→ **Directive 1**:
Repeat the stretch of the account of font licensing from "I did my first" through "annoyed as hell.".
→ **Directive 2**:
In two sentences, summarize the account of font licensing.
→ **Directive 3**:
According to the account of font licensing, why did the author have to update the startup's license tier every month? Answer in one to three sentences.

I did my first design work at seventeen, and I’ve been working in the design field ever since. I’ve always been a typography champion — that guy who, starting a new project, says “hey, let’s buy a cool font!”, and the same guy who then cares the most about following the foundry’s license agreement. I’m proud that I always did the right thing. But I have something to confess: it was such a nightmare.

I once worked at a fast-growing startup. We bought a web license with about a dozen tiers inside — you know the type: 10K page views a month, 25K, 100K, and so on. And since we were, as I said, fast-growing, every month we hit another bar on web traffic. So every month I asked my client for the page-view count and went to update the license tier accordingly. I can’t say my client was happy. And I was annoyed as hell.

When I started Yep!, I used that experience and also did proper customer development. As a result, I discovered a pain that now seems obvious — one that font customers everywhere share: the font can cause you problems.

Just think about it. You pay for a typeface, and from that moment on you’re never quite safe. A colleague sends the font over email to another colleague, and now you’ve exceeded your desktop license seats. Your traffic jumps overnight, you need a higher tier, and you don’t notice. You took your brand font and printed a billboard? Used it in a mobile app? All without the proper license? Big mistake. Even if you never violate the license on purpose, the fact is you’re always under some legal risk. I’m not exaggerating, even if it sounds like it — just look up Font Bureau v. NBCUniversal (~$2M claim).

Yes, foundries don’t really aim to sue everyone, and most prefer to settle such matters amicably. But I’d still be uncomfortable discovering that I had accidentally put my company in a position where a court situation was even possible.

→ **Data segment**:
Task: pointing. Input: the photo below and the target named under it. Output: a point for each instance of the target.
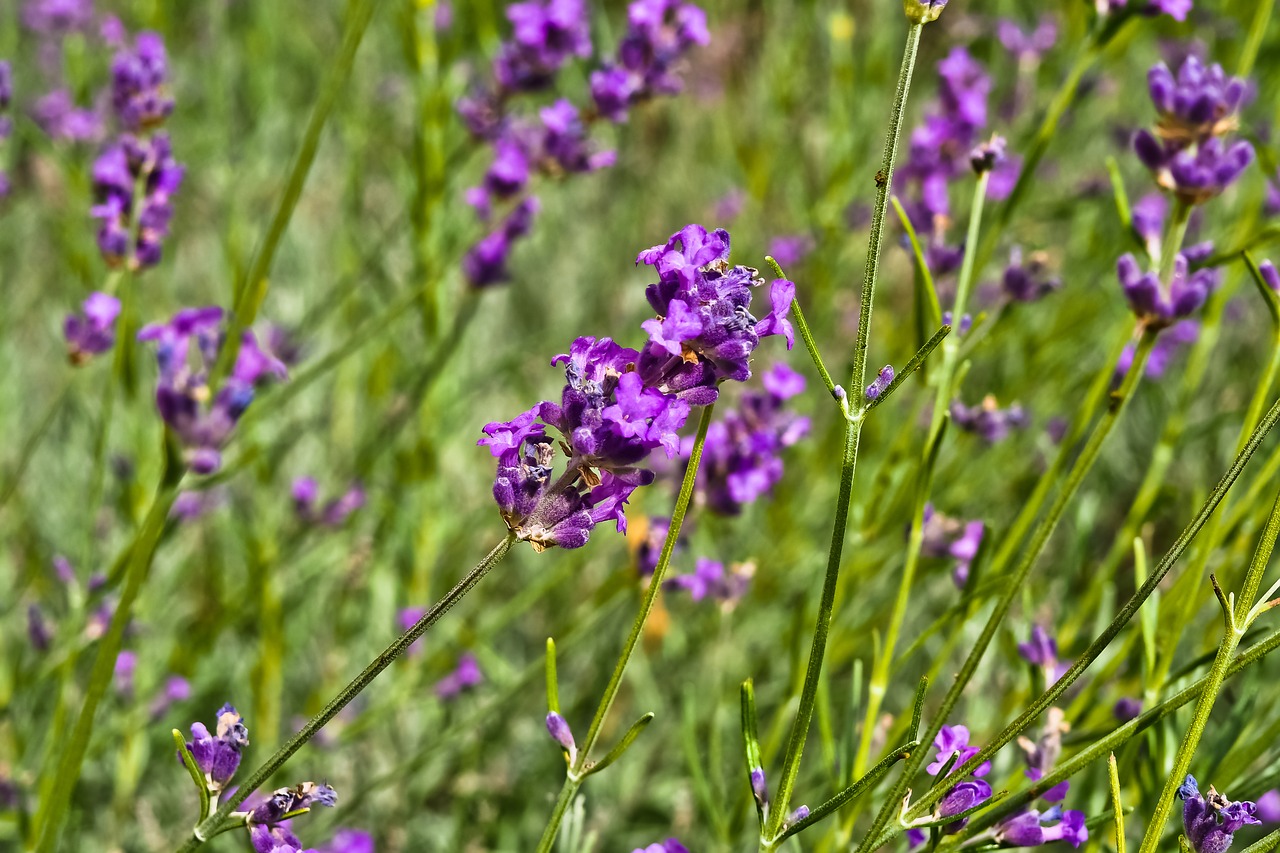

→ **Task solution 1**:
I did my first design work at seventeen, and I’ve been working in the design field ever since. I’ve always been a typography champion — that guy who, starting a new project, says “hey, let’s buy a cool font!”, and the same guy who then cares the most about following the foundry’s license agreement. I’m proud that I always did the right thing. But I have something to confess: it was such a nightmare.

I once worked at a fast-growing startup. We bought a web license with about a dozen tiers inside — you know the type: 10K page views a month, 25K, 100K, and so on. And since we were, as I said, fast-growing, every month we hit another bar on web traffic. So every month I asked my client for the page-view count and went to update the license tier accordingly. I can’t say my client was happy. And I was annoyed as hell.

→ **Task solution 2**:
The author, a longtime typography advocate who always followed font license agreements, found that doing so was a nightmare, especially at a fast-growing startup whose tiered web license had to be updated every month as traffic grew. When starting Yep!, the author identified a pain that font customers share: a license can easily be exceeded without anyone noticing, which leaves buyers under constant legal risk even though foundries mostly prefer to settle amicably.

→ **Task solution 3**:
The startup had bought a web license divided into page-view tiers, and because it was growing fast, its traffic crossed into another tier every month. So each month the author asked the client for the page-view count and moved the license to the matching tier.